Texto fornecido
* * * *

Covid-19 é um vírus RNA (ácido ribonucleico) com alta capacidade de mutação e transmissão. Os vírus são seres muito simples e pequenos (medem menos de 0,2 µm), podem ser observados somente através da microscopia eletrônica e são formados basicamente por uma cápsula proteica envolvendo o material genético. Os vírus só se desenvolvem parasitando uma célula utilizando o sistema de reprodução de seu hospedeiro.

Recentemente, a epidemia provocada pela Covid-19, que se iniciou na China, transformou-se em pandemia que está se espalhando com grande velocidade em todos os continentes, modificando hábitos e comportamentos, provocando pânicos econômicos, abalando as estruturas sociais que provavelmente terão a duração de alguns meses. O planeta está em alerta. Certamente, com medidas adequadas – isolamento social – e os avanços científicos – vacinas – voltaremos à normalidade.

Vale a pena assinalar que um ser extremamente simples, um vírus, pode provocar tremendas consequências à espécie mais complexa da natureza, o ser humano. Sob o ponto de vista biológico, esses extremos têm interações profundas, revelando as interdependências absolutamente importantes e vitais na natureza. Não é a primeira vez que uma pandemia provoca uma inflexão nos costumes da humanidade. Esses registros podem ser conhecidos na obra de Stefan Cunha Ujvari: A história da humanidade contada pelos vírus (Editora Contexto).

* * * *

Bloco de dados

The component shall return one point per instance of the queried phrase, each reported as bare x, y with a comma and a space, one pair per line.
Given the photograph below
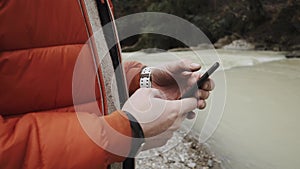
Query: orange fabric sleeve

* * * *

Instruções do exercício
**A.** De acordo com o texto fornecido, quanto medem os vírus?
**B.** Modifique o trecho do texto fornecido que começa com as palavras contendo "Covid-19 é um" e termina com "voltaremos à normalidade.", reescrevendo-o com "rapidez" no lugar de "velocidade".

Lista de respostas
**A.** Menos de 0,2 µm.

**B.**
Covid-19 é um vírus RNA (ácido ribonucleico) com alta capacidade de mutação e transmissão. Os vírus são seres muito simples e pequenos (medem menos de 0,2 µm), podem ser observados somente através da microscopia eletrônica e são formados basicamente por uma cápsula proteica envolvendo o material genético. Os vírus só se desenvolvem parasitando uma célula utilizando o sistema de reprodução de seu hospedeiro.

Recentemente, a epidemia provocada pela Covid-19, que se iniciou na China, transformou-se em pandemia que está se espalhando com grande rapidez em todos os continentes, modificando hábitos e comportamentos, provocando pânicos econômicos, abalando as estruturas sociais que provavelmente terão a duração de alguns meses. O planeta está em alerta. Certamente, com medidas adequadas – isolamento social – e os avanços científicos – vacinas – voltaremos à normalidade.